> **Passage provided**:
......
American children and adults consume “twice as many calories from sugar-sweetened beverages compared to 30 years ago,” Dr. Michael W. Long of Harvard and the project’s co-authors noted, adding that these drinks have been linked to excess weight gain, diabetes and cardiovascular disease.
To be sure, progress has already been made in limiting children’s access to sugary drinks. Many schools have banned such beverages, and a number of large restaurant chains have removed them from children’s menus, including McDonald’s, Burger King, Wendy’s, Dairy Queen, Panera, Subway and Chipotle, according to the Center for Science in the Public Interest, a non-profit health advocacy group based in Washington.
Last month, Davis, Calif., passed an ordinance making only milk and water, not soda, the default choices for children’s meals offered in restaurants (although parents can request soda if desired). Slowly but surely, sugary drinks may go the way of cigarettes — banned in most public places.
It is also true that the rate of obesity among young children has recently stabilized. But Steven L. Gortmaker of Harvard, and the project’s leader, said, “The rate has peaked at historically high levels and only for children aged 2 to 5. It’s still increasing for older children.”
......
> **Task description**:
Retype the passage about children and sugary drinks word for word, keeping every sentence and its punctuation unchanged.
......
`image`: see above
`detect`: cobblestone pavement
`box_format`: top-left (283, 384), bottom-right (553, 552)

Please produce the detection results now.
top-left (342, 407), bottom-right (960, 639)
......
> **Reply**:
American children and adults consume “twice as many calories from sugar-sweetened beverages compared to 30 years ago,” Dr. Michael W. Long of Harvard and the project’s co-authors noted, adding that these drinks have been linked to excess weight gain, diabetes and cardiovascular disease.
To be sure, progress has already been made in limiting children’s access to sugary drinks. Many schools have banned such beverages, and a number of large restaurant chains have removed them from children’s menus, including McDonald’s, Burger King, Wendy’s, Dairy Queen, Panera, Subway and Chipotle, according to the Center for Science in the Public Interest, a non-profit health advocacy group based in Washington.
Last month, Davis, Calif., passed an ordinance making only milk and water, not soda, the default choices for children’s meals offered in restaurants (although parents can request soda if desired). Slowly but surely, sugary drinks may go the way of cigarettes — banned in most public places.
It is also true that the rate of obesity among young children has recently stabilized. But Steven L. Gortmaker of Harvard, and the project’s leader, said, “The rate has peaked at historically high levels and only for children aged 2 to 5. It’s still increasing for older children.”